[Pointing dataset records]
○ ○ ○

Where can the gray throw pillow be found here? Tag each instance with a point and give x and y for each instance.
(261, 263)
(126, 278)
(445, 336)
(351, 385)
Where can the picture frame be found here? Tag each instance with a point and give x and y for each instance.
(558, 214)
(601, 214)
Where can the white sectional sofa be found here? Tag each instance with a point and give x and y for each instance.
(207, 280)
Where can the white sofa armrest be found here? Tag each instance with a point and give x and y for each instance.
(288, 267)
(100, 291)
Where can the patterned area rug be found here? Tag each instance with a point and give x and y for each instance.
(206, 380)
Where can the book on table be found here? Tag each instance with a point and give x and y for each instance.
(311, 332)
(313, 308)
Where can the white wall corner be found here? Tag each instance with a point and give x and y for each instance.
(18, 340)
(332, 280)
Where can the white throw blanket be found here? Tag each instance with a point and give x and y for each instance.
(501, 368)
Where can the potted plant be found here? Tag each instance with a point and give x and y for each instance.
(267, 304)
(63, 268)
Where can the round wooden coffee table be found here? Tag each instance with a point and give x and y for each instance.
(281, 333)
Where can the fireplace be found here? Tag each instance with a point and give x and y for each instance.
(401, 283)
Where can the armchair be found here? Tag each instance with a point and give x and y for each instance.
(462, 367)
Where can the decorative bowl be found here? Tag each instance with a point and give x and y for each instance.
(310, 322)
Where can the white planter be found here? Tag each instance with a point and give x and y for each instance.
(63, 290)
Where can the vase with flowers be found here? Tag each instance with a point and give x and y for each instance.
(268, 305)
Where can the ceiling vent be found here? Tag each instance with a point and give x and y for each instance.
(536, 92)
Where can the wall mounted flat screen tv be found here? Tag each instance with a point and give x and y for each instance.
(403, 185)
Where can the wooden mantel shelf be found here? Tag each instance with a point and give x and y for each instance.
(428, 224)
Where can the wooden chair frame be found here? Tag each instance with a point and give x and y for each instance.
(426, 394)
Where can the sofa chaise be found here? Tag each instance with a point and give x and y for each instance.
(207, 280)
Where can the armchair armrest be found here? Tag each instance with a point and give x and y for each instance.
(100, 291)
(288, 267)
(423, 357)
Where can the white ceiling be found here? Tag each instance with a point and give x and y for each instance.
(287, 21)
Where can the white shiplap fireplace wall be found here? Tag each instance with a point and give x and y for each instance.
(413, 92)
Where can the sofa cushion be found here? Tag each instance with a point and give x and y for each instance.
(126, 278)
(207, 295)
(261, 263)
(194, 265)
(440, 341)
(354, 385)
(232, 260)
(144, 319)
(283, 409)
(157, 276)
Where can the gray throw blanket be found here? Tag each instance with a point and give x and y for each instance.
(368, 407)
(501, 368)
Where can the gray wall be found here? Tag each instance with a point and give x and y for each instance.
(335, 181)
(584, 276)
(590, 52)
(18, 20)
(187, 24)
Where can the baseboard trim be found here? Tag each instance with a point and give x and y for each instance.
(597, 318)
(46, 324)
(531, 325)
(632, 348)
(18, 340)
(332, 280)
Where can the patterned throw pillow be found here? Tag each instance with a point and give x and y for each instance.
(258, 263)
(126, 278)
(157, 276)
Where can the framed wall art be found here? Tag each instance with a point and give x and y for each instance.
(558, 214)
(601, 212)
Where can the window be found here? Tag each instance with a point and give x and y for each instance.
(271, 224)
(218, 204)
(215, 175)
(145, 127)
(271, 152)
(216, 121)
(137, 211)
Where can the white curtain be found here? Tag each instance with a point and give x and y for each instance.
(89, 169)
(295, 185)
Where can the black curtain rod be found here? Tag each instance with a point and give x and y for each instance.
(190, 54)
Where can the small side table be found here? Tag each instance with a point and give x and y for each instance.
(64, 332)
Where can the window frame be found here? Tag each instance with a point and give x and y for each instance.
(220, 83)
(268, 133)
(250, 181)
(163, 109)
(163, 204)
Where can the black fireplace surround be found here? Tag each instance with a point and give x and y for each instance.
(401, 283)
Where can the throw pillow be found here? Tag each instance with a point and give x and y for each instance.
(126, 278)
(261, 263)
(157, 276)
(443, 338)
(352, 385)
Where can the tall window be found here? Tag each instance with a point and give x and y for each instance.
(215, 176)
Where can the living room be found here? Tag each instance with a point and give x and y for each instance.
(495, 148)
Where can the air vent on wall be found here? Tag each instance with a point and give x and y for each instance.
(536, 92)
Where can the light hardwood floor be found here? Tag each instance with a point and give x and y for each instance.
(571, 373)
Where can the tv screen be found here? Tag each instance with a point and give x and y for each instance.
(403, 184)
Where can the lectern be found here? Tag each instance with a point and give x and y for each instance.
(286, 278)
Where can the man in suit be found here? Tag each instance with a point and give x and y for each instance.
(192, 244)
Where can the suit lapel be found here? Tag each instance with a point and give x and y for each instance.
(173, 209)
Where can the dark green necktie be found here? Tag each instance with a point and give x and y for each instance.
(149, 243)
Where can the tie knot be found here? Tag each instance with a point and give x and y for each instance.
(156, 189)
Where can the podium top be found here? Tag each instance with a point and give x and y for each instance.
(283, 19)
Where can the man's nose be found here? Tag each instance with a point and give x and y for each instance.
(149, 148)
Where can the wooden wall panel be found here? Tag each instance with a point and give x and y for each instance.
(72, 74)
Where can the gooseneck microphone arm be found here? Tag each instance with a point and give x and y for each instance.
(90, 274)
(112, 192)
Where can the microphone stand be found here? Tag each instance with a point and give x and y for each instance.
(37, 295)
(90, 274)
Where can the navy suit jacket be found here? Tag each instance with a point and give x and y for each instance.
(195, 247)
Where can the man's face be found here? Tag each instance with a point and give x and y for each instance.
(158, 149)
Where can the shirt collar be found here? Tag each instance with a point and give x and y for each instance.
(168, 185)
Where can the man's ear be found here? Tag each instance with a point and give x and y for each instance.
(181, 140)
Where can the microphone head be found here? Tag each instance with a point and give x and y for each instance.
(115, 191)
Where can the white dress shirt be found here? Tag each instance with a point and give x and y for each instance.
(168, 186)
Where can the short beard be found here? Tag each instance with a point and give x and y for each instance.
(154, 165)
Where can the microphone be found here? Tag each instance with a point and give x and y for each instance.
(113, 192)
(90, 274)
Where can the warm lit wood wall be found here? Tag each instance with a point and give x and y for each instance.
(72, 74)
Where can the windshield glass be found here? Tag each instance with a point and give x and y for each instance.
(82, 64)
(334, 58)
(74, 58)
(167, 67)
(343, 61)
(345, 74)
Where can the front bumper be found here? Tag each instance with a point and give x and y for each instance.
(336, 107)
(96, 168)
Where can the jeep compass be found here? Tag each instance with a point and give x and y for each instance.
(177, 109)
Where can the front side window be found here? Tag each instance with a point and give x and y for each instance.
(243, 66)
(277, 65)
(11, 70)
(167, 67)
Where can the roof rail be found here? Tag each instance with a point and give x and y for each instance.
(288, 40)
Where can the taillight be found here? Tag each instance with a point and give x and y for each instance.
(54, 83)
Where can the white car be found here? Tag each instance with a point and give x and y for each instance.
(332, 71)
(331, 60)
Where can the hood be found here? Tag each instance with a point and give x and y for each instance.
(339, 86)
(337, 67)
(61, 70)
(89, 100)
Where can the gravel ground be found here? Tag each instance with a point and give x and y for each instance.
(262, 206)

○ ○ ○

**WHAT THE EXERCISE ASKS:**
Repeat each record exactly, leaving nothing out.

**EXERCISE RESPONSE:**
Where can the gray throw pillow be found here? Tag each instance with a point and give x and y for each instance.
(261, 263)
(126, 278)
(445, 336)
(351, 385)
Where can the picture frame be found here? Tag each instance with a point and give x and y for each instance.
(558, 214)
(601, 214)
Where can the white sectional sofa be found here? Tag each instance with a point and give x and y for each instance.
(207, 280)
Where can the white sofa armrest be found here? Tag each instance with a point and give x and y for each instance.
(288, 267)
(100, 291)
Where can the patterned area rug be found here? Tag each instance with a point and give x and y for each instance.
(206, 380)
Where can the book on table be found here? Tag each instance with a point and give x and y for each instance.
(311, 332)
(313, 308)
Where can the white wall corner be found here? Tag each instance with a point and give x and y for each instance.
(18, 340)
(332, 280)
Where can the white throw blanket be found here? Tag each instance with a point and give x and y for each instance.
(501, 368)
Where can the potted plant be found here? Tag each instance with a point and give x and y for each instance.
(267, 304)
(63, 268)
Where can the round wooden coffee table be found here? Tag each instance with a point and give x and y for each instance.
(281, 333)
Where can the fireplace be found here? Tag each instance with a point and give x and y for each instance.
(401, 283)
Where can the armchair be found here? Tag each instance with a point and give x and y for each instance.
(462, 367)
Where can the decorative bowl be found here? Tag each instance with a point and give x and y for each instance.
(310, 322)
Where can the white planter be found here? Tag each instance with a point and give x and y for each instance.
(63, 290)
Where can the vase with flowers be found here? Tag each instance with a point and give x and y for each instance.
(268, 305)
Where can the ceiling vent be found here? Tag each instance with a point and give x and y for each instance.
(536, 92)
Where can the wall mounted flat screen tv be found here? Tag each instance with a point and give x and y for each instance.
(403, 185)
Where can the wooden mantel shelf be found here? Tag each instance with a point and give x and y for each instance.
(428, 224)
Where can the wooden chair frame be found here? Tag each instance with a point and give x and y for each instance.
(426, 394)
Where can the sofa chaise be found here? Tag each instance with a point and give x and y for each instance.
(207, 280)
Where can the armchair armrest be found here? Tag each instance with a point and give x and y for each instance.
(100, 291)
(288, 267)
(423, 357)
Where can the white ceiling be found here? Tag each instance with a point and give x and y for each instance.
(287, 21)
Where can the white shiplap fireplace wall be found here? Tag each instance with a point and give x and y for each instance.
(413, 92)
Where can the sofa cushion be found here? Tag each instance with a point and give x and y for each instance.
(126, 278)
(207, 295)
(261, 263)
(194, 265)
(440, 341)
(354, 385)
(232, 260)
(144, 319)
(283, 409)
(157, 276)
Where can the gray throw blanket be found here? Tag each instance with a point and give x and y for each instance.
(368, 407)
(501, 368)
Where can the gray wall be found here? Tag each instance with a point and give x and y for each instance.
(335, 181)
(584, 276)
(590, 52)
(18, 20)
(187, 24)
Where can the baseboard trim be found here? Tag each instance with a point and give x and y for each instance.
(597, 318)
(46, 324)
(531, 325)
(632, 348)
(18, 340)
(332, 280)
Where can the patterned throw pillow be found here? Tag each instance with a point and give x and y for each instance.
(258, 263)
(126, 278)
(157, 276)
Where can the framed wall art be found here? Tag each instance with a point and give x and y for each instance.
(558, 214)
(601, 212)
Where can the window be found here? Tag each instance with a point and give x and y for each instance.
(271, 224)
(218, 204)
(215, 175)
(145, 127)
(271, 152)
(216, 121)
(137, 211)
Where can the white curtain be found here? Tag each instance with a point and give x and y for each instance.
(89, 169)
(295, 185)
Where can the black curtain rod be found here? Tag each instance with a point and give x and y for each instance.
(190, 54)
Where can the small side table be found here? Tag each instance with a point and give x and y for each instance.
(64, 332)
Where can the window frame be found here? Tag each instance with a point and give x and y for each instance.
(220, 83)
(268, 133)
(250, 181)
(163, 109)
(163, 204)
Where can the black fireplace surround be found here? Tag each instance with a point and give x and y for each instance.
(401, 283)
Where can the throw pillow be found here? Tag each instance with a point and give x and y for each instance.
(126, 278)
(261, 263)
(157, 276)
(443, 338)
(352, 385)
Where can the tall window be found here? Tag each instance with a point and give x and y for each instance.
(215, 176)
Where can the living room be found here? Tag each instance with a point and give x and y for each instance.
(495, 148)
Where can the air vent on wall be found here? Tag each instance with a point and give x and y for each instance.
(536, 92)
Where can the light hardwood floor be found here? Tag each instance with a point and give x and y for each instance.
(571, 373)
Where can the tv screen be found here? Tag each instance with a point and give x and y for each instance.
(403, 184)
Where can the lectern be found here? Tag each instance with a point and give x and y for each instance.
(286, 278)
Where can the man in suit be found here? Tag each instance with a point and give x and y for each instance.
(192, 244)
Where can the suit lapel be found here? Tag each instance with a point and give x and y for each instance.
(173, 209)
Where can the dark green necktie be found here? Tag each instance with a point and give x and y for each instance.
(149, 243)
Where can the tie knot be found here? Tag each instance with a point and give x and y for each instance.
(156, 189)
Where can the podium top be found here? Tag each instance with a point and give x and y for each instance.
(283, 19)
Where can the man's nose be found here? Tag each instance with a point and give x and y for each instance.
(149, 148)
Where can the wooden wall panel be found here? Tag each instance with a point and give x and y for each instance.
(72, 74)
Where can the gooseneck microphone arm be found here? Tag each instance with a point and give x and y for each instance.
(90, 274)
(112, 192)
Where can the microphone stand be found here? Tag each instance with a point and give x and y for each instance.
(37, 295)
(90, 274)
Where can the navy suit jacket be found here? Tag each instance with a point and give x and y for each instance.
(195, 247)
Where can the man's face be found here? Tag each instance with a point and give x and y for each instance.
(158, 149)
Where can the shirt collar be found here? Tag each instance with a point and give x and y for each instance.
(168, 185)
Where can the man's ear be found here? Tag each instance with a point and give x and y for each instance.
(181, 140)
Where can the microphone head be found here? Tag each instance with a point and give x and y for each instance.
(115, 191)
Where can the white dress shirt be found here? Tag each instance with a point and give x and y for each instance.
(168, 186)
Where can the short beard be found here? Tag each instance with a point and give x and y for each instance.
(154, 165)
Where can the microphone be found here? Tag each instance with a point and give x and y for each instance.
(113, 192)
(90, 274)
Where can the warm lit wood wall be found here? Tag each instance with a point and give x and y for each instance.
(72, 74)
Where can the windshield glass be found here? Tag each instance with a point and give x and y for each instance.
(82, 64)
(334, 58)
(74, 58)
(167, 67)
(343, 61)
(345, 74)
Where can the front bumper be found here? Tag each instance with a point and give x and y for each instance.
(336, 107)
(96, 168)
Where can the jeep compass be found here? Tag each instance with a point and give x and y for each instance.
(177, 109)
Where can the front side window be found here? Tag each instance with a point and give x and y for each instance.
(243, 66)
(277, 65)
(11, 70)
(167, 67)
Where can the roof rail be found here? Tag each instance with a point and give x and y for each instance.
(288, 40)
Where can the taillight be found here? Tag each instance with a point and give x and y for each instance.
(54, 83)
Where can the white car be found here? Tag each instance with a point and give x and y for each instance.
(332, 71)
(331, 60)
Where can the hood be found here? Tag each instance with a point and give x and y for each instance.
(339, 86)
(337, 67)
(61, 70)
(89, 100)
Where can the gravel ground be found here? Tag each instance with a point and give x and y for each instance.
(262, 206)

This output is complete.